## EXTRACT TO READ
Since 2004, the survey has asked network and systems administrators how satisfied they were with the security of the datacenter/server farm; desktop PCs; physical security; wireless LANs; remote access; laptops; and handheld devices. Said Amplitude Research's Birnkrant: "What is most interesting about the results this year is that the level of satisfaction with the security of laptops and handheld devices declined significantly between 2008 and 2009, while the results for other types of items did not decline in 2009 compared to 2008. The percentage satisfied with the security of the laptops at their company went from 67% in 2008 to 59% in 2009. At the same time, the proportion satisfied with the security of the handheld devices at their company went from 52% in 2008 to 37% in 2009. This suggests that the most portable devices (i.e., laptops and handheld devices) appear to be of particular concern for many network administrators in 2009."
Added Birnkrant, "Results for laptops and handheld devices had been improving from 2005 through 2008. But then the 2009 results represent a significant reversal of what had been a positive trend."

## RAW DATA
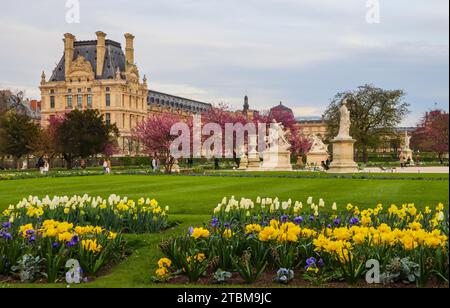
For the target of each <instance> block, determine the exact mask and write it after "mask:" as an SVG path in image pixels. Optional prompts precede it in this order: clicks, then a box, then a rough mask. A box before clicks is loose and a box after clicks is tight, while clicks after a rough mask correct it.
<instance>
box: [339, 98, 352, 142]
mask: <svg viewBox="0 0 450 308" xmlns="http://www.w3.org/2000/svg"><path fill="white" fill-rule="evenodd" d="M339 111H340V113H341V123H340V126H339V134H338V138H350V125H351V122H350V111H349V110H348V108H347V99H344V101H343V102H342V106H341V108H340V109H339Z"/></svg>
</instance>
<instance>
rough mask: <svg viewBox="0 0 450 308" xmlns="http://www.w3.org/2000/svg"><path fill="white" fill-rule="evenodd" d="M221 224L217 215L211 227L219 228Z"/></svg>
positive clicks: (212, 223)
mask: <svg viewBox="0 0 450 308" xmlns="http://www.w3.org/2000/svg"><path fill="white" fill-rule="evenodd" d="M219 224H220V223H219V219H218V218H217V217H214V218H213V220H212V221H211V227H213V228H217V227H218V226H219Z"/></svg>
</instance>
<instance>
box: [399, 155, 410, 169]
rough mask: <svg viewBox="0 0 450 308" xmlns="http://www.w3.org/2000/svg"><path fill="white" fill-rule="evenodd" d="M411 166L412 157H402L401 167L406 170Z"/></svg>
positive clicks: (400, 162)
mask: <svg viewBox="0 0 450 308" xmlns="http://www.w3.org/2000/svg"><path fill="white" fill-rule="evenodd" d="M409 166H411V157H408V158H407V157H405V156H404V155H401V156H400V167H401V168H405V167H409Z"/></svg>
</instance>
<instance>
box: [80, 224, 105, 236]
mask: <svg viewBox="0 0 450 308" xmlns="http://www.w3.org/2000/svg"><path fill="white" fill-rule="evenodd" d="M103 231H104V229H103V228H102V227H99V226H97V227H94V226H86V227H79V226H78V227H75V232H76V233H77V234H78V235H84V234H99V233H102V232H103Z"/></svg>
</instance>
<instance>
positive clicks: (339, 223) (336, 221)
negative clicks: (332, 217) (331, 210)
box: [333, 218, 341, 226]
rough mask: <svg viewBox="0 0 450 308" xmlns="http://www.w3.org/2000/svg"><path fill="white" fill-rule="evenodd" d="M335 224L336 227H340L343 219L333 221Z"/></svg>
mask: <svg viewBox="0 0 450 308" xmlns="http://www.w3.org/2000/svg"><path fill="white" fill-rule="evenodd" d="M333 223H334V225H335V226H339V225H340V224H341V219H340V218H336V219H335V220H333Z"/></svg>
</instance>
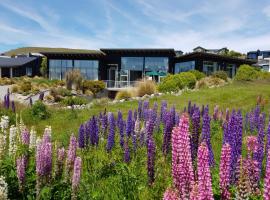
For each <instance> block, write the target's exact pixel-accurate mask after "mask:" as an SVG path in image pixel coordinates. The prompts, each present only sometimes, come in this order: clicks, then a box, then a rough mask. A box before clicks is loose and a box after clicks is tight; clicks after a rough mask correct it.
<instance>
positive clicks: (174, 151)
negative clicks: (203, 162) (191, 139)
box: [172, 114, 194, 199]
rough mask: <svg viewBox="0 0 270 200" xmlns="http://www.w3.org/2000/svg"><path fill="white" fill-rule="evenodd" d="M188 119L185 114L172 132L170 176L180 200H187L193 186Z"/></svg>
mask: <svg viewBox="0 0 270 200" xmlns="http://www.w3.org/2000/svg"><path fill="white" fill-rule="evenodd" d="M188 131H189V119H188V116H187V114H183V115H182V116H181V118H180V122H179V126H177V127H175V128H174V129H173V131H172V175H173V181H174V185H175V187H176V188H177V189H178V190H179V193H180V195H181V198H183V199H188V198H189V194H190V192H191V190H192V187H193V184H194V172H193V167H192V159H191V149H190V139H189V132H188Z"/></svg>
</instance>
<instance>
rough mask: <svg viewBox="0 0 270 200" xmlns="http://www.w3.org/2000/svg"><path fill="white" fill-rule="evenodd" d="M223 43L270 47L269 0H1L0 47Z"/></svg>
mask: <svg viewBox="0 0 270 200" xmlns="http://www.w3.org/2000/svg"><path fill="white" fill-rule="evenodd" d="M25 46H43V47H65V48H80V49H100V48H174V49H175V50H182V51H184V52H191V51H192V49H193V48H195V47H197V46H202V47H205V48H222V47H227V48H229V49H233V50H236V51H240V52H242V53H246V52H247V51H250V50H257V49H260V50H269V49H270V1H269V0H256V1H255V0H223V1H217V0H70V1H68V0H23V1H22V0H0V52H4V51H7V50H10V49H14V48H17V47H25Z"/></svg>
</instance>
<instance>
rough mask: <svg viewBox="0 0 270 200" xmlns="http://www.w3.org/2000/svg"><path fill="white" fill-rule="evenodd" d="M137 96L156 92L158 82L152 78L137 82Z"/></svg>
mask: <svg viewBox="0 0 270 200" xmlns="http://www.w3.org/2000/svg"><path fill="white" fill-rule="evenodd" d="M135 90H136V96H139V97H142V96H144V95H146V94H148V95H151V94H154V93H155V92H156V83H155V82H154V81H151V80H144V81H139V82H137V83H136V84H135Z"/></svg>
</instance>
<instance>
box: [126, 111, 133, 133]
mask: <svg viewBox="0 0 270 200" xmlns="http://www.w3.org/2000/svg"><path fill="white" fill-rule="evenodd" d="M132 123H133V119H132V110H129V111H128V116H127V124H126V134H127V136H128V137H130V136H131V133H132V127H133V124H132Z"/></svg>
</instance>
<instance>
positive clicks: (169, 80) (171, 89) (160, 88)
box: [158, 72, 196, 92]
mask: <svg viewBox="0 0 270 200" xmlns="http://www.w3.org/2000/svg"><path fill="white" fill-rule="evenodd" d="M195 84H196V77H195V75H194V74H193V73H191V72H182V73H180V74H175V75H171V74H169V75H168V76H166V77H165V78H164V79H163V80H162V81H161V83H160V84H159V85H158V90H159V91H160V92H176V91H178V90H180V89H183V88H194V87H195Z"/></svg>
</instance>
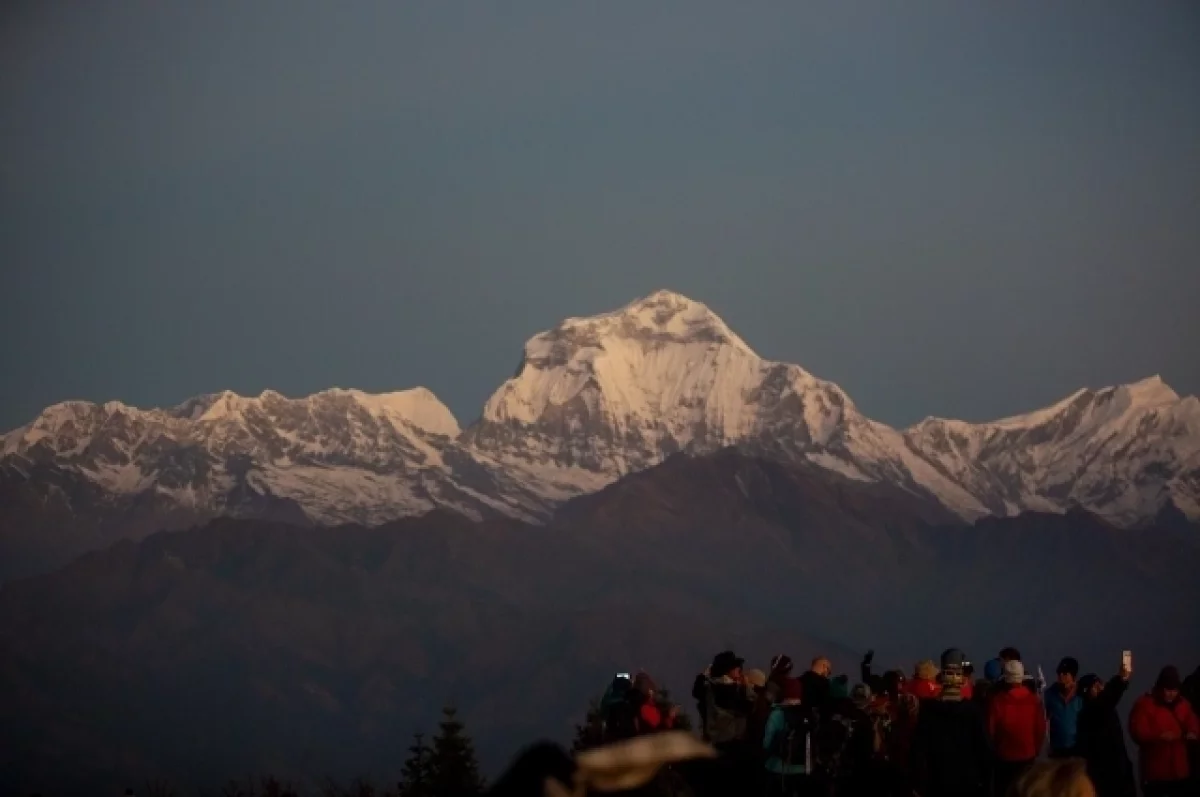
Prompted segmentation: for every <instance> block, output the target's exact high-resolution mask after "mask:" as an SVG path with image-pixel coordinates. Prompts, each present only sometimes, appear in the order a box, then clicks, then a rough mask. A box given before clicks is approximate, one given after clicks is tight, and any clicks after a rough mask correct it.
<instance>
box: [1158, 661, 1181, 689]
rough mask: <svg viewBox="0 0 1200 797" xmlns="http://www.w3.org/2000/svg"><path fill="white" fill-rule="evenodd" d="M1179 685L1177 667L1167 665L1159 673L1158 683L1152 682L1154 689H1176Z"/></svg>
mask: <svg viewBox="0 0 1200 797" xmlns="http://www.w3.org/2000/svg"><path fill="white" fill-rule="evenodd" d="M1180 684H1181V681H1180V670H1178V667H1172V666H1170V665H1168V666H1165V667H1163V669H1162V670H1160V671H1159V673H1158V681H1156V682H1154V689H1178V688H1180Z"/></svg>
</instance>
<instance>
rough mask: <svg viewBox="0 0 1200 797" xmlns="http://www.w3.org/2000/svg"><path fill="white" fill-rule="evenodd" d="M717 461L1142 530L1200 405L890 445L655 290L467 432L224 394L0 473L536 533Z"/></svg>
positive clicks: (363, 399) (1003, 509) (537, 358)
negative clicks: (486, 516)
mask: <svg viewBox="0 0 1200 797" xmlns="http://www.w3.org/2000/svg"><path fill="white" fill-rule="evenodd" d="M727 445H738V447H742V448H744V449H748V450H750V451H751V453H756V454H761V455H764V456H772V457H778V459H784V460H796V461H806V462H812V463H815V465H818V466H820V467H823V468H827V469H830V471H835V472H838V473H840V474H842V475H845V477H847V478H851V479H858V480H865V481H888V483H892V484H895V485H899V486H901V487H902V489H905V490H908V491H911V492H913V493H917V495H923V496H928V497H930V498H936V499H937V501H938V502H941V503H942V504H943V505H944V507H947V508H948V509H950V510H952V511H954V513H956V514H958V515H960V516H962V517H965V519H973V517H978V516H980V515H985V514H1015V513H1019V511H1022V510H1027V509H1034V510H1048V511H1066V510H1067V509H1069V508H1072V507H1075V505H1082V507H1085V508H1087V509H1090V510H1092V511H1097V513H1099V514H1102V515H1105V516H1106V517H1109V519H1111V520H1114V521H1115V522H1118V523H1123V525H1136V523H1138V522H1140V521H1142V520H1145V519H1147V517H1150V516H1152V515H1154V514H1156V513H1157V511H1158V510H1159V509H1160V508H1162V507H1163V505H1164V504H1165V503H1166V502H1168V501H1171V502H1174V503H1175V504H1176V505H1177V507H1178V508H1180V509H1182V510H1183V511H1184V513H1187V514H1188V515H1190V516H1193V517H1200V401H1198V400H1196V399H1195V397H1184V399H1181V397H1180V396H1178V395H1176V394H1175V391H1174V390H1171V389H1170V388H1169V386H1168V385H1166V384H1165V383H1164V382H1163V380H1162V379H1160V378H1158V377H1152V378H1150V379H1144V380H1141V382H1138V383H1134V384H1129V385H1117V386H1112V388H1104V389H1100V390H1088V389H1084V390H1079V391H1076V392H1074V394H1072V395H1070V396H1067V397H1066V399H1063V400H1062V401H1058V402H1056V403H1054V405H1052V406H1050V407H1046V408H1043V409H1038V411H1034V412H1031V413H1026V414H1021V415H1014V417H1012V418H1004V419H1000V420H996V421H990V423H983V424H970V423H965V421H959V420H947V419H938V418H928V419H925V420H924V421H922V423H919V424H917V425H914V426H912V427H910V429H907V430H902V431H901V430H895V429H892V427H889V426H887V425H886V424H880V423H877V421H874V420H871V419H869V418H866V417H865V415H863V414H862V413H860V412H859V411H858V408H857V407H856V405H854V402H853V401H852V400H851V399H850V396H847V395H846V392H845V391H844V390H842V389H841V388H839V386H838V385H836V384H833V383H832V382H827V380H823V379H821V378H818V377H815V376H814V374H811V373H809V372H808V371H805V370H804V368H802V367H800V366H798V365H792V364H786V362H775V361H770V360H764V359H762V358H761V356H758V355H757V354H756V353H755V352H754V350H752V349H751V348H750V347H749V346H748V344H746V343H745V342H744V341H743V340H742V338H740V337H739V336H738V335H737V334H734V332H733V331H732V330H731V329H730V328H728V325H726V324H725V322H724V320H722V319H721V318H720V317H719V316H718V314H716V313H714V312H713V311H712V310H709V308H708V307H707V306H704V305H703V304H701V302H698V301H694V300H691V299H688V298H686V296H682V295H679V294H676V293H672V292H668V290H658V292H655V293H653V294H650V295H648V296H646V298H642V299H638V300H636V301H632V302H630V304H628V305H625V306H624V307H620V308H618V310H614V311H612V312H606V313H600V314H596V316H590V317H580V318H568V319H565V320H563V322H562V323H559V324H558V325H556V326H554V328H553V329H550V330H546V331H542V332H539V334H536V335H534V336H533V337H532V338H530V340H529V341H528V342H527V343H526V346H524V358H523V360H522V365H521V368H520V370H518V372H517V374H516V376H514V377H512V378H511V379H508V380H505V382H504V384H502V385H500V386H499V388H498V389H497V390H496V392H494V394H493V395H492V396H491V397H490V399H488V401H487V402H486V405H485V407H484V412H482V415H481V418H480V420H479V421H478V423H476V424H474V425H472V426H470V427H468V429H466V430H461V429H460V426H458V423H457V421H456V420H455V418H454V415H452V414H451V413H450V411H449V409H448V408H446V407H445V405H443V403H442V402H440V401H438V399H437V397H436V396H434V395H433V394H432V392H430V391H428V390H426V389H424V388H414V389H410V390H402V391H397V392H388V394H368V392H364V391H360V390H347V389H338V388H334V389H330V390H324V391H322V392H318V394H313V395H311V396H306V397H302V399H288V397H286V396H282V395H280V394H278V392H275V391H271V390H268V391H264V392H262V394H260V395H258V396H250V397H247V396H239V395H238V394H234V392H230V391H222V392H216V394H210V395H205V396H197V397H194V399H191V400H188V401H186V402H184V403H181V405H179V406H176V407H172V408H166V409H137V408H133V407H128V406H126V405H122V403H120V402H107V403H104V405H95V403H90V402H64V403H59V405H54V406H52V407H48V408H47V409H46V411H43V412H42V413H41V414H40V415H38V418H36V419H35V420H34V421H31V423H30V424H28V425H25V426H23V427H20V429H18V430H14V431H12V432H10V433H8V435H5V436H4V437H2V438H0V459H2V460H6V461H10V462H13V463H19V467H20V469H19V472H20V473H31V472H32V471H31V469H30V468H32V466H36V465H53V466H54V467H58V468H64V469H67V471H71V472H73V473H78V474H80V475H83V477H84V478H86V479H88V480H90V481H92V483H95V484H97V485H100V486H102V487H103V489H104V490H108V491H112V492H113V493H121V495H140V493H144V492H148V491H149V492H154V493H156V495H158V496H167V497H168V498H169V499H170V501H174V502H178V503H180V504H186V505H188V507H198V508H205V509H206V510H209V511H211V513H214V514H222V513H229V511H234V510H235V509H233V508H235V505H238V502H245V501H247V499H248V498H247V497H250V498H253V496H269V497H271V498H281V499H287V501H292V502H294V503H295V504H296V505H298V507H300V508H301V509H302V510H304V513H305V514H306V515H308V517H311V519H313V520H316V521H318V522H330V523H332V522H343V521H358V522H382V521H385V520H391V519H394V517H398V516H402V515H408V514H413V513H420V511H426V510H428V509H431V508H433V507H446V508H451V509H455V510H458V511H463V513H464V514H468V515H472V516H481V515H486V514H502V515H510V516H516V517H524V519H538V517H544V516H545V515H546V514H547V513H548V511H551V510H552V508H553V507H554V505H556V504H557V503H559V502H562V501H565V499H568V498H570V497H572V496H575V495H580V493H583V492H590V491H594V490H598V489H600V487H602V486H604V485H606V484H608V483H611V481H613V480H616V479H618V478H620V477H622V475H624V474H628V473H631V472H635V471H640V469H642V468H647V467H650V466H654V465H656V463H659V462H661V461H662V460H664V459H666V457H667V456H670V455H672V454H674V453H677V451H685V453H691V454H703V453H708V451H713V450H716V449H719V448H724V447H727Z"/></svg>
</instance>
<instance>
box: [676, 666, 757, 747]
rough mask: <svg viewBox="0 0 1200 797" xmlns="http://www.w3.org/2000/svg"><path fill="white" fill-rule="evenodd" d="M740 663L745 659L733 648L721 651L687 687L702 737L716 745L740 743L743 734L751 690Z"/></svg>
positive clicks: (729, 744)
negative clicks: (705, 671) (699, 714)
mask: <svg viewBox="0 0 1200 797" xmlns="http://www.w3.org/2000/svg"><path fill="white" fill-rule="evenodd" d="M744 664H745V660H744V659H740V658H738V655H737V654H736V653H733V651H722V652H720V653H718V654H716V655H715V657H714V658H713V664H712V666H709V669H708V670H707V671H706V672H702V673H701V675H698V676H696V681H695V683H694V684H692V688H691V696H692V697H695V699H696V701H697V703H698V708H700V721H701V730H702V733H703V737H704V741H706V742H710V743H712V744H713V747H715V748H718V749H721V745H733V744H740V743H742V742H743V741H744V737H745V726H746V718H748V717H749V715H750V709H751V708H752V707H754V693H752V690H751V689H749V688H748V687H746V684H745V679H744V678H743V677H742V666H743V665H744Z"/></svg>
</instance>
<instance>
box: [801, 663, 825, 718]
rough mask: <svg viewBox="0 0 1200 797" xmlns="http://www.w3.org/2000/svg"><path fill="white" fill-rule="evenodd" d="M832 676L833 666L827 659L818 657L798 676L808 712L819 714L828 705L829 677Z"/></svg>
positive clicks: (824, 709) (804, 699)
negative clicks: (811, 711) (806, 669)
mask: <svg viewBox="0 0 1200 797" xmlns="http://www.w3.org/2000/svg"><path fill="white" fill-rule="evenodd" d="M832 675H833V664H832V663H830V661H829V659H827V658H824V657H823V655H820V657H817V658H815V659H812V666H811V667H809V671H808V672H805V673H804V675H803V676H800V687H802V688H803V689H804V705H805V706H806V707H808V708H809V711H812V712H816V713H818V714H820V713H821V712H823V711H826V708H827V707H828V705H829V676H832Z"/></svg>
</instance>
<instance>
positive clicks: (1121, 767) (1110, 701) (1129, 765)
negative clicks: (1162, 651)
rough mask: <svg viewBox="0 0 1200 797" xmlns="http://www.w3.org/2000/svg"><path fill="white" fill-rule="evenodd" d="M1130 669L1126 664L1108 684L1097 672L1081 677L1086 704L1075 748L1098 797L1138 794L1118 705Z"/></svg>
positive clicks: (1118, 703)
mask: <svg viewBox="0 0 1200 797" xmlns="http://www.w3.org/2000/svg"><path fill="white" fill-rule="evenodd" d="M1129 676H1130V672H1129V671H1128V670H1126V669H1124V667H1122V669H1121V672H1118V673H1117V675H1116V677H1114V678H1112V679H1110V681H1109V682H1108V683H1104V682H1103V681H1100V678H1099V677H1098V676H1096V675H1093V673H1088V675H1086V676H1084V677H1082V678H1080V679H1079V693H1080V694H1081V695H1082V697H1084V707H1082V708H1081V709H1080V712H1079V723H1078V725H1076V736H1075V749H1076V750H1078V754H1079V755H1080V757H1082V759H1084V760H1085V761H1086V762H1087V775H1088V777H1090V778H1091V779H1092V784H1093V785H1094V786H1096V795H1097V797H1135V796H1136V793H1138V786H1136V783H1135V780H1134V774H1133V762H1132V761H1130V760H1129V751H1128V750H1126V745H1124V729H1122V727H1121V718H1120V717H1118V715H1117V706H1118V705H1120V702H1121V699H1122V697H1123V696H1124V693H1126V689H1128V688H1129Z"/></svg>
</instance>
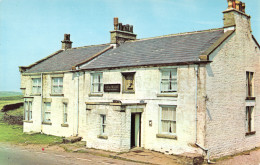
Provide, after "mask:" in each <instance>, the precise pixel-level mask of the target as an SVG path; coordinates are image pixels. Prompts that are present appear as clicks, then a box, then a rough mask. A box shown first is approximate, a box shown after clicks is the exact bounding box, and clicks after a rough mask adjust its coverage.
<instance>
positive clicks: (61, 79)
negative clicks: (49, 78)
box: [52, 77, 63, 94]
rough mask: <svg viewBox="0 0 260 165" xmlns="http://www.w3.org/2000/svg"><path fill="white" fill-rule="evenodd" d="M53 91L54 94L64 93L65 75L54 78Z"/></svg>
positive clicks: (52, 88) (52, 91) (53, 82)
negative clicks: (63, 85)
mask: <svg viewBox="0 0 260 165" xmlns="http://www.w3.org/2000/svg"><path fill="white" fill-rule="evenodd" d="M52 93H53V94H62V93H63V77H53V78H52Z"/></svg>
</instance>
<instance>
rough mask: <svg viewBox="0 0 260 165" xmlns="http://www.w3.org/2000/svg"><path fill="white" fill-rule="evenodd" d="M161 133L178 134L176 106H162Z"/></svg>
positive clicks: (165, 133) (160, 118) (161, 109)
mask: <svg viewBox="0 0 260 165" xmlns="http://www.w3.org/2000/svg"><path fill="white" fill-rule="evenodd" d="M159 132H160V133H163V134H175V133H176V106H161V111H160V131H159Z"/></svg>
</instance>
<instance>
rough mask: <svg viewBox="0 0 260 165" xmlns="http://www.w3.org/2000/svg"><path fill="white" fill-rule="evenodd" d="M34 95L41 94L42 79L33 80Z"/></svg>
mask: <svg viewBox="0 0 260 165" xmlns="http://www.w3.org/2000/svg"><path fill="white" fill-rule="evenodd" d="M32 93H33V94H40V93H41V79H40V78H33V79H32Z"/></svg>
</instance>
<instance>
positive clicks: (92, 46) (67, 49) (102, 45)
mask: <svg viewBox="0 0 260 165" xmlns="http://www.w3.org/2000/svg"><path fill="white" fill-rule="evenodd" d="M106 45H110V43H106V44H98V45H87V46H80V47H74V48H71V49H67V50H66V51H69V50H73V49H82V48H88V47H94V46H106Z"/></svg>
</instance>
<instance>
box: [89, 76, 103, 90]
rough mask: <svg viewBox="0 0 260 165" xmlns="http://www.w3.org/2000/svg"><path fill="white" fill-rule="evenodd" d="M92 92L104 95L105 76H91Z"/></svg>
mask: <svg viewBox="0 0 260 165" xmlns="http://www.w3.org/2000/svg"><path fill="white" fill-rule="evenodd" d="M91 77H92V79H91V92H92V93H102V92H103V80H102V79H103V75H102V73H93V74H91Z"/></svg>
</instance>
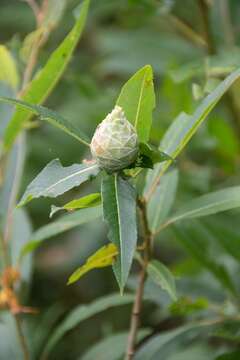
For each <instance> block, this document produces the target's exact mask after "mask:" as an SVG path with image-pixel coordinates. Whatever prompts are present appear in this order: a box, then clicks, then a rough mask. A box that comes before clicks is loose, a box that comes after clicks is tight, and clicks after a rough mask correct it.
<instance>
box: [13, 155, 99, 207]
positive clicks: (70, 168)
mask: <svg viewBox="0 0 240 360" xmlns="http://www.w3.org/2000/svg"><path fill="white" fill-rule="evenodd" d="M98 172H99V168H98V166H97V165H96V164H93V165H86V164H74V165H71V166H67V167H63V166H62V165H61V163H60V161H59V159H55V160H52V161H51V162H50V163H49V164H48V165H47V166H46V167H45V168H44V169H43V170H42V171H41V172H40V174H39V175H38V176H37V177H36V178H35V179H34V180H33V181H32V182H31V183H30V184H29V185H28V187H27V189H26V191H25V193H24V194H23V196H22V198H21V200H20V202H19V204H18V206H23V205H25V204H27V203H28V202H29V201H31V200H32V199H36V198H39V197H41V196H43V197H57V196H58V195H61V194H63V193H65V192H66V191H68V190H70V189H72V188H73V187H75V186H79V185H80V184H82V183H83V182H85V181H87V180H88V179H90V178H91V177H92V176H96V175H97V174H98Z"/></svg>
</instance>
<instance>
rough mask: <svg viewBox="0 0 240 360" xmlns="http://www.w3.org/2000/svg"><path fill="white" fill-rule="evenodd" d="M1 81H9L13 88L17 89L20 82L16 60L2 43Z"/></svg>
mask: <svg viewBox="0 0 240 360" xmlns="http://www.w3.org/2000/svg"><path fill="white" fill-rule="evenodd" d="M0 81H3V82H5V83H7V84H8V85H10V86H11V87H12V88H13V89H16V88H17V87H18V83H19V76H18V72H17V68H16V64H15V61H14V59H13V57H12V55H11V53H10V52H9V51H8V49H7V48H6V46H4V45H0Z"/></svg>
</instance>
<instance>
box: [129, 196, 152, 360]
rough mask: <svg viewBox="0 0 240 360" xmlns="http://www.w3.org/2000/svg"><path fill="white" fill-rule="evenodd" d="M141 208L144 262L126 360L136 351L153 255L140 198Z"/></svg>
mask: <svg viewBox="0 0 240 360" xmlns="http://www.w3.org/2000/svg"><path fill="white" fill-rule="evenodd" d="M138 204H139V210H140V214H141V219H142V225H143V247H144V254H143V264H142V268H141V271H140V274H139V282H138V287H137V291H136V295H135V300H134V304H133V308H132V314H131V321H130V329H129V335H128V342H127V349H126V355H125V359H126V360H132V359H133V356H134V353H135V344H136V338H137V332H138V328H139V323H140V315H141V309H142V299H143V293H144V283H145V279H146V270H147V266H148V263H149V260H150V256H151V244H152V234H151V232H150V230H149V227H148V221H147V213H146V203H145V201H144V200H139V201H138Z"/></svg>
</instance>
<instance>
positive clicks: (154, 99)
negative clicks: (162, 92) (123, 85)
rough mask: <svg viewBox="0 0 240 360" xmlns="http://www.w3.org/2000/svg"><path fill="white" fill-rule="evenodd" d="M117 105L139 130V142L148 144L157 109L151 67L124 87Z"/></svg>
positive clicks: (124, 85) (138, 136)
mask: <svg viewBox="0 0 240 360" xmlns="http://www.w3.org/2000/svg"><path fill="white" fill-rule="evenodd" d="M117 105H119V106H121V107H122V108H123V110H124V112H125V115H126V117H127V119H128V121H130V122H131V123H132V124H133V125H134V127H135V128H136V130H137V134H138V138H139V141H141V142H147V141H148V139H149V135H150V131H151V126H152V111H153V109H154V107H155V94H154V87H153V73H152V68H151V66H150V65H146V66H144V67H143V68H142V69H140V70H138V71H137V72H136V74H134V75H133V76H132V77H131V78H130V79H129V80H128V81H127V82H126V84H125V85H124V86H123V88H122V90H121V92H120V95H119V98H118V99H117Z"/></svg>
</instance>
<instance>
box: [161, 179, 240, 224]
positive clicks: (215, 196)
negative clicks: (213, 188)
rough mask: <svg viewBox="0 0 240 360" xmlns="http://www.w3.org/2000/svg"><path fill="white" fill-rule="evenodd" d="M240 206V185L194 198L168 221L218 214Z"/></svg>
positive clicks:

## WHAT TO WORK ON
1. According to the security survey text, what share of administrators were satisfied with the security of handheld devices at their company in 2009?
2. Rewrite the paragraph of the security survey text that begins "Since 2004, the survey" as a short list of its main facts.
Work only from the security survey text.

## RESULTS OF THE EXERCISE
1. 37%, down from 52% in 2008.

2.
- Since 2004, the survey has asked network and systems administrators how satisfied they are with security across seven areas: datacenter/server farm, desktop PCs, physical security, wireless LANs, remote access, laptops, and handheld devices.
- According to Birnkrant of Amplitude Research, satisfaction with laptop and handheld security fell significantly from 2008 to 2009, while the other areas did not decline.
- Satisfaction with laptop security dropped from 67% to 59%.
- Satisfaction with handheld device security dropped from 52% to 37%.
- Birnkrant concluded that the most portable devices seem to be a particular concern for many network administrators in 2009.